▶ _WHAT THE TASK REQUIRES_
Reproduce the passage of the etymology course announcements from "Even though we" up to and including "has been posted.", without changing a word.

▶ _SOURCE EXCERPT_
%%

2) Only one paper per group needs to be submitted. This paper is due by 6.59 pm on Thursday. You do not need to write a paper with an introduction and a conclusion. However, you must answer each of the questions provided in the information posted on the course website concerning the project. The final questions for the projects concerns the conclusions that are able to make based on your research. You may want to meet as a group to discuss these conclusions before your write something. You can either reference information from question three (what did you learn?) as evidence for your conclusions, or you can provide the evidence for your conclusions in question four.

3) You only have ten minutes to present. In order to allow each group an opportunity to present, I will end your presentation after ten minutes. This means that you may have to limit the number of words that you are able to discuss in your presentation. While you are required to discuss twelve words total, you may find that you are only able to discuss six in your presentation. That’s ok; just be sure to discuss the rest of the words in your paper.

Penultimate-ly, the lowest quiz grade will be dropped. And lastly, you will not have any work due over the break! When we return from the break we will be switching from Greek to Latin roots. This will require a change of pace, as the books that we are using provide fewer exercises.

See you all on Thursday!



Work due March 18:

Dear etymology students,

Your homework for Tuesday and the information concerning Tuesday’s quiz have been posted on the course website.
I have updated the google doc, so, if you had a meeting scheduled with me for last Thursday, please reschedule your meeting for either Tuesday or Thursday of next week.
See you all on Tuesday!

Class canceled (March 13):

Dear etymology students,

I was hoping to make it in for class this morning, but the roads in the area haven’t been plowed and the buses to Middlebury have been canceled, making the trip rather difficult. So, no class!

Even though we are not meeting, I encourage you all to together with your groups to discuss your project. I’ve pasted below the next task, which is due by 11.59 pm on Monday.

There will be a quiz on Tuesday on the roots from chapters 9-13. The format of the quiz will be the same as the last one.

I will be posting the homework for Tuesday on the course website later today. You will receive an email notification when the homework has been posted.

If you scheduled a meeting with me for today, your meeting will be rescheduled for next Thursday. I will update the google doc so that you all who had meetings today can reschedule them. Again, you will be notified by email when this has been updated.

Enjoy your snow day!


Task 5 (Monday, March 17): By 11.59 pm, Monday, March 17 please email six sources that you plan to use for this project. You must use at least one academic journal article/chapter from a book/book, one news article/blog, one website. You must use your skills of source discernment to determine the reliability of sources for your specific field of inquiry. For example, if you are examining the language of neuroscience, then you should not use, unless you are making a specific point that requires a discussion of a word’s meaning in a non-scientific context. However, other fields of inquiry, i.e. those pertaining to popular culture, will require that you consult urban dictionary. As you search for sources, be sure to think more generally about the culture of your specific field of inquiry, and how gender, race, politics, class, and social mobility play a role in shaping how words are used and perceived.

%%

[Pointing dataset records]
%%

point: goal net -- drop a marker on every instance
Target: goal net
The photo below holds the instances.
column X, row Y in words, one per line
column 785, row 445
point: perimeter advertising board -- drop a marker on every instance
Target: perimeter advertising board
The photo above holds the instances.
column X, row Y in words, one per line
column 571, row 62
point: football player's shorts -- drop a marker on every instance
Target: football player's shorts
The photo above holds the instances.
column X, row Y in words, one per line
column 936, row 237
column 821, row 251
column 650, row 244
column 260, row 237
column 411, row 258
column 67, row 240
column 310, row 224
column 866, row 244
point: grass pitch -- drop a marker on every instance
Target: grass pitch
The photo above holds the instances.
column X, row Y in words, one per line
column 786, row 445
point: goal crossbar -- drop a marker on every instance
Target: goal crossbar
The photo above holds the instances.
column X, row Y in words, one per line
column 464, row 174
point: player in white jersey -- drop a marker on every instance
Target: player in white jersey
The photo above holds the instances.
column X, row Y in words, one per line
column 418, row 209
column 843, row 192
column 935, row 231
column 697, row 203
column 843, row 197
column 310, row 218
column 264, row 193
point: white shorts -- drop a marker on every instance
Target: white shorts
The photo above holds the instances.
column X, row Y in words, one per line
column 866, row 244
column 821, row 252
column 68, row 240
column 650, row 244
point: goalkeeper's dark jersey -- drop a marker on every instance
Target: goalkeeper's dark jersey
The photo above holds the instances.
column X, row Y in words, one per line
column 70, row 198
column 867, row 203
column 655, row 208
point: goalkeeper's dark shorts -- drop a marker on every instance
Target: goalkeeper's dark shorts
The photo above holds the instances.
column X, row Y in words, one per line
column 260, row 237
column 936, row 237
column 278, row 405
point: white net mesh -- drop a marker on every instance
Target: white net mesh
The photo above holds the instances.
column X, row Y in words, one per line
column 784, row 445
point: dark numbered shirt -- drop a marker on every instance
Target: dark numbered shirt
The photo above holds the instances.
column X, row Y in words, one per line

%%

▶ _EXERCISE OUTPUT_
Even though we are not meeting, I encourage you all to together with your groups to discuss your project. I’ve pasted below the next task, which is due by 11.59 pm on Monday.

There will be a quiz on Tuesday on the roots from chapters 9-13. The format of the quiz will be the same as the last one.

I will be posting the homework for Tuesday on the course website later today. You will receive an email notification when the homework has been posted.